• _CONSIGNA 1_: Transcribe el fragmento sobre ciencia y arte desde "Un músico debe" hasta "reforzar su especificidad.", ambos incluidos.
• _CONSIGNA 2_: Reproduce sin ningún cambio todas las líneas del listado, de principio a fin.

• _FRAGMENTO SELECCIONADO_:
+ + + +

Buena parte de los conocimientos científicos poco tienen que ver con el modelo del orden objetivo de las cosas. Para la nueva física, por ejemplo, el universo parece a menudo ilimitado e imprevisible, y en el mundo subatómico los sucesos pueden ser, no ser, y todo a la vez. Por su parte, la astronomía y la cosmología hacen uso de la imaginación, la metáfora y la analogía como si de una elucubración se tratara. Además de producir argumentos que implican directamente la condición y existencia humanas, la ciencia invade, pues, terrenos típicamente reservados a la "otra" cultura.

El arte, en cambio, parece menos abierto y activo. Las vanguardias que lo estimularon en la primera mitad de siglo ya no existen; bien porque ya todo está dicho, bien porque el valor de las obras a menudo es "lo que alguien está dispuesto a pagar por ellas", como decía Andy Warhol.

Pero la crisis del arte es también una crisis de soportes y, en cierta medida, de lenguajes. Los modos tradicionales del arte se ven modificados tanto en las audiencias como en su uso.

Un músico debe tener en cuenta, por ejemplo, que su música, gracias al disco compacto, será escuchada mayoritariamente de manera individual y no en una sala de conciertos. El libro, por su parte, difícilmente podrá rivalizar con un sistema multimedia de presentación de información, entre otras razones porque el libro contiene mucha menos. En general, no es que los soportes y los lenguajes tradicionales hayan de desaparecer, sucede que se ven impelidos a reforzar su especificidad.

El vigor de la ciencia y de la técnica, frente al carácter dubitativo del arte establecido, hace que la frontera que los ha aislado durante siglos vaya diluyéndose. Paul Brown, artista y educador, ve además una invasión en toda regla: "Creo que el historiador de arte del futuro, al analizar este fin y comienzo de milenio, verá que los principales impulsos estéticos han provenido de la ciencia y no del arte… Quizá la ciencia esté evolucionando hacia una nueva ciencia llamada arte, quizá el propio arte, al menos el arte que hemos conocido en este último cuarto de siglo, ha dejado de tener alguna utilidad social…"

La distancia entre ciencia y arte se acorta, pero ¿cuándo se creó esta separación?, y ¿qué artistas la han cruzado?

+ + + +

[Registros guardados]
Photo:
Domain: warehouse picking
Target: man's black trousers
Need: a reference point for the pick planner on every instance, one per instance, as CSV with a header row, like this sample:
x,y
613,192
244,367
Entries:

+ + + +

• _RESULTADO OBTENIDO 1_:
Un músico debe tener en cuenta, por ejemplo, que su música, gracias al disco compacto, será escuchada mayoritariamente de manera individual y no en una sala de conciertos. El libro, por su parte, difícilmente podrá rivalizar con un sistema multimedia de presentación de información, entre otras razones porque el libro contiene mucha menos. En general, no es que los soportes y los lenguajes tradicionales hayan de desaparecer, sucede que se ven impelidos a reforzar su especificidad.

• _RESULTADO OBTENIDO 2_:
Photo:
Domain: warehouse picking
Target: man's black trousers
Need: a reference point for the pick planner on every instance, one per instance, as CSV with a header row, like this sample:
x,y
613,192
244,367
Entries:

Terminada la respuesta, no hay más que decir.